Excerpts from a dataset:
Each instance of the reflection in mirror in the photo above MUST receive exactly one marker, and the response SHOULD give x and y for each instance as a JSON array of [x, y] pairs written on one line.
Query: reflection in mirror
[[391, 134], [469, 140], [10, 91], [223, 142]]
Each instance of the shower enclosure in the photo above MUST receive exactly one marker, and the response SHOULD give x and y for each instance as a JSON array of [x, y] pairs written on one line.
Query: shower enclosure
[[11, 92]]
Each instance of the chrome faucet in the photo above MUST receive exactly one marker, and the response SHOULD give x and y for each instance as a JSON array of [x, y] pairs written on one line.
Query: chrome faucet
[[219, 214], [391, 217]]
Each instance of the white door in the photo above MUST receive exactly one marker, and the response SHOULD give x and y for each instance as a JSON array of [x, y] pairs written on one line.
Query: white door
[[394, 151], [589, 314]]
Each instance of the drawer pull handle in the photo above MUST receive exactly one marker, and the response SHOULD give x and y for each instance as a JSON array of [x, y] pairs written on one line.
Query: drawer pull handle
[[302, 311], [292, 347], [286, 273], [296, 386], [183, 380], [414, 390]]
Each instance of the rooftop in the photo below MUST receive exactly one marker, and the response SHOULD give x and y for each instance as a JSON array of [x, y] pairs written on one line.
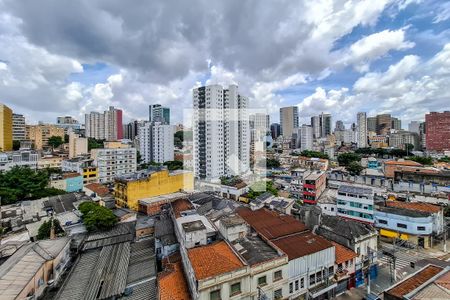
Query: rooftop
[[213, 260], [271, 224], [343, 254], [416, 206], [299, 245], [411, 283], [351, 189]]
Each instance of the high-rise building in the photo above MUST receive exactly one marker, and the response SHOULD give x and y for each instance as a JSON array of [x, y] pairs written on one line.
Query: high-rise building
[[106, 125], [19, 131], [306, 137], [384, 124], [361, 119], [40, 134], [275, 130], [413, 126], [158, 113], [156, 142], [288, 120], [315, 124], [77, 145], [220, 132], [438, 131], [6, 125], [372, 124], [396, 123], [339, 126]]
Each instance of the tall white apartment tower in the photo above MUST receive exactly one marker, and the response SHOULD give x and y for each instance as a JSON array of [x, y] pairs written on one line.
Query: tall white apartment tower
[[221, 132], [156, 142], [361, 119]]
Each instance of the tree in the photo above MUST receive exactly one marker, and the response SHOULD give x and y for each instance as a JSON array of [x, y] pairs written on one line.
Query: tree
[[96, 217], [345, 159], [55, 141], [45, 228], [354, 168]]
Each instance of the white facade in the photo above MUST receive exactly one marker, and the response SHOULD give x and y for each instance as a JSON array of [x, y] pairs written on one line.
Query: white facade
[[221, 132], [114, 162], [362, 129], [156, 142]]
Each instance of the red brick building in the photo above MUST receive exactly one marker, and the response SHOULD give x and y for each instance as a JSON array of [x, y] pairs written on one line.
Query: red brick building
[[438, 131]]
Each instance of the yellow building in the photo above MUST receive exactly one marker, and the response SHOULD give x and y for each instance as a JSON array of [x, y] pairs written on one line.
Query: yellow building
[[39, 134], [5, 128], [129, 189]]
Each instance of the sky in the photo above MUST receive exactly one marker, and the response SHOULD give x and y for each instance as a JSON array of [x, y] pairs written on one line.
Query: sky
[[341, 57]]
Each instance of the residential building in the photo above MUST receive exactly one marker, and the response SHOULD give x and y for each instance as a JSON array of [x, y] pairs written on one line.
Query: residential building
[[105, 126], [158, 113], [430, 282], [314, 183], [438, 131], [356, 203], [28, 158], [29, 270], [288, 120], [113, 162], [306, 137], [40, 134], [275, 130], [414, 126], [401, 139], [221, 132], [19, 131], [156, 142], [130, 188], [361, 120], [6, 128], [77, 145]]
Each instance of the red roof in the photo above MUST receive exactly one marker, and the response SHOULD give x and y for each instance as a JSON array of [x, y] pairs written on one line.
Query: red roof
[[418, 206], [271, 224], [301, 244], [343, 254], [213, 260], [408, 285]]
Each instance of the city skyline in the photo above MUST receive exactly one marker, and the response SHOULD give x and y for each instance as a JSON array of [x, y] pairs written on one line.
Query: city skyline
[[381, 45]]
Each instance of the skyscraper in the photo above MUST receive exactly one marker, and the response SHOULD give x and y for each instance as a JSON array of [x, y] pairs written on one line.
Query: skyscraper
[[220, 132], [105, 126], [438, 131], [361, 120], [288, 120], [19, 132], [6, 124], [158, 113]]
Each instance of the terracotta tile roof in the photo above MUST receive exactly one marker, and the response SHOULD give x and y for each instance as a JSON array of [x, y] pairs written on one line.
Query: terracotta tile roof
[[212, 260], [299, 245], [343, 254], [408, 285], [98, 188], [403, 163], [171, 282], [181, 205], [417, 206], [271, 224]]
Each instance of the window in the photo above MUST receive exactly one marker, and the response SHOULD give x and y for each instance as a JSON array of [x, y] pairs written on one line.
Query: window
[[277, 275], [262, 280], [214, 295], [235, 288], [278, 294], [401, 225]]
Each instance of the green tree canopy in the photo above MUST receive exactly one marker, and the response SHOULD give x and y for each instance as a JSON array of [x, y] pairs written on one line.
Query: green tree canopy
[[96, 217]]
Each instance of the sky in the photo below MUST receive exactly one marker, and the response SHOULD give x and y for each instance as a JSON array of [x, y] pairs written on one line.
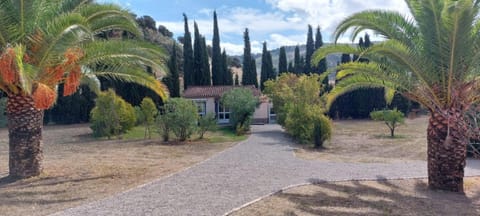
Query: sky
[[278, 22]]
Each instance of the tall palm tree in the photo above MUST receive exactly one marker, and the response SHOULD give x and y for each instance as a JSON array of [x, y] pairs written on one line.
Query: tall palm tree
[[44, 43], [431, 57]]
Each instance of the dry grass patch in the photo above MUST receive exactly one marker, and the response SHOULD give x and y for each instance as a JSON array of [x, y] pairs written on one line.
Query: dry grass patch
[[80, 169], [368, 141], [372, 198]]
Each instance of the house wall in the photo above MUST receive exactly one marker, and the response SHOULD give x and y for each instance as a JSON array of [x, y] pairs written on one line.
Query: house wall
[[210, 105], [261, 114]]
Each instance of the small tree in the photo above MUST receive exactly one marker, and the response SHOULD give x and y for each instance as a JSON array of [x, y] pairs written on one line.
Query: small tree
[[392, 118], [111, 115], [206, 123], [241, 103], [181, 116], [149, 111], [163, 125]]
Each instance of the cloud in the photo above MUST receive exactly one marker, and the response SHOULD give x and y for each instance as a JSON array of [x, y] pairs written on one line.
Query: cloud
[[285, 23], [328, 13]]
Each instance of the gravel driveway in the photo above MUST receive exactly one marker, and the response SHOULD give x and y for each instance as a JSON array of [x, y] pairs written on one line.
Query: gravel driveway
[[263, 164]]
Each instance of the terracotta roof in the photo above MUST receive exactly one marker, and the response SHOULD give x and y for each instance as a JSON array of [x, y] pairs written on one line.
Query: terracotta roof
[[214, 91]]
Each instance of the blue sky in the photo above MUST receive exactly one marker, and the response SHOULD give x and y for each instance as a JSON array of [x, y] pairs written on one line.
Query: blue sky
[[278, 22]]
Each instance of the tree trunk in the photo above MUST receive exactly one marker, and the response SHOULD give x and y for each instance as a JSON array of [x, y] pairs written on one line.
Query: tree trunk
[[446, 151], [25, 136]]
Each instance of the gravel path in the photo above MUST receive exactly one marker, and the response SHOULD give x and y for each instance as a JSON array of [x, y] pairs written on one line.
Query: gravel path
[[263, 164]]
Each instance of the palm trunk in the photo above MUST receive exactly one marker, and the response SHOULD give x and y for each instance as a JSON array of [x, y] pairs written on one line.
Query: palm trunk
[[25, 135], [446, 151]]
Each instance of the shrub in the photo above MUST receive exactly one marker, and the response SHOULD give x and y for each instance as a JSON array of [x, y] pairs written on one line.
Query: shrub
[[111, 115], [163, 125], [241, 103], [299, 107], [206, 123], [149, 111], [392, 118], [307, 124], [179, 115]]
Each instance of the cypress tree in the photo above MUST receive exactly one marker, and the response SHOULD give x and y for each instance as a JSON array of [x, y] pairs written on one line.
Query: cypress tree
[[217, 69], [264, 70], [310, 50], [237, 82], [367, 43], [296, 59], [197, 56], [322, 65], [226, 72], [249, 76], [345, 58], [253, 68], [205, 78], [172, 80], [290, 69], [282, 61], [187, 56]]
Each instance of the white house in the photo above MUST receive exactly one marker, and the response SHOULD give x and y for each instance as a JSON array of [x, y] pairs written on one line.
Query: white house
[[208, 101]]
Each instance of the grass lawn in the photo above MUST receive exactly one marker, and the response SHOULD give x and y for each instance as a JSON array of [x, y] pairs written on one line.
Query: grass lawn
[[369, 198], [79, 168], [367, 141], [363, 141]]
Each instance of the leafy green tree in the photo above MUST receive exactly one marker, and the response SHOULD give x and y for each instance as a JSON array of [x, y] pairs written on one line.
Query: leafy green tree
[[299, 107], [163, 124], [282, 61], [173, 81], [111, 116], [188, 78], [241, 103], [47, 43], [431, 58], [206, 123], [310, 50], [391, 118], [249, 76], [181, 116], [149, 111], [217, 68]]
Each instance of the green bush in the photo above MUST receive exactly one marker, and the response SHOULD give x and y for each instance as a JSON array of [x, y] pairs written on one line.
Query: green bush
[[242, 104], [206, 123], [163, 126], [111, 115], [149, 111], [307, 124], [392, 118], [299, 107], [180, 116]]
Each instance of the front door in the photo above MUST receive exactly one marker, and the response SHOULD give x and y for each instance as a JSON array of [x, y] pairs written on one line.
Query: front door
[[223, 114]]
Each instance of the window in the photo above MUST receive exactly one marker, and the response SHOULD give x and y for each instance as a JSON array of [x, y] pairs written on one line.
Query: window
[[202, 107], [223, 114]]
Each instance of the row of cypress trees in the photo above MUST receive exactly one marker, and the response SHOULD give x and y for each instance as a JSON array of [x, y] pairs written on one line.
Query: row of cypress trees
[[196, 60]]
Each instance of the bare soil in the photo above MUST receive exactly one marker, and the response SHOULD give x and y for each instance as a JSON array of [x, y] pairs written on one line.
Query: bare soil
[[372, 198], [367, 141], [80, 169]]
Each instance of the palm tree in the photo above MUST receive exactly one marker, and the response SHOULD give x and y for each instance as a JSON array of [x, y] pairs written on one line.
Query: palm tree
[[44, 43], [430, 57]]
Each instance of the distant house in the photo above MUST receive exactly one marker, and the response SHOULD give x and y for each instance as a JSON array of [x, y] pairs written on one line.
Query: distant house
[[207, 99]]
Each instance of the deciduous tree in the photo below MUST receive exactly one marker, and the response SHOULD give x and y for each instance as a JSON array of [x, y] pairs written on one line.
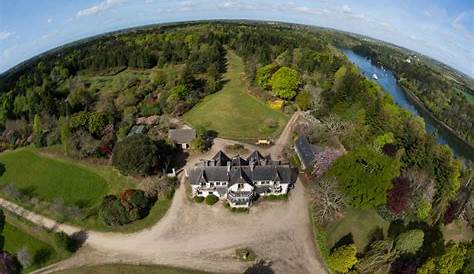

Your instructions
Would you please repeat exactly the lines above, starting at the line with "Each instance of the tree in" and stopping at the line with "Each instance of the red brick", both included?

Output of the exercise
Each instance of the tree in the photo above MUST receive exactly one marker, and the response SHOULD give x and y for each instance as a JSON array of [x, y] pairs written on one line.
Query: tree
[[96, 217], [345, 159], [55, 141], [45, 228], [354, 168]]
Each instance of the white facade in the photo above MUST receive exactly one marker, and the response SHOULD give x and y for each instance as a JSON array of [x, y] pairs written on one line.
Query: white facade
[[221, 132], [114, 162], [362, 129], [156, 142]]
Each instance of the red brick building in the photo above MUST receive exactly one marker, and the response SHOULD give x and y for each instance as a JSON array of [x, y] pairs written on one line.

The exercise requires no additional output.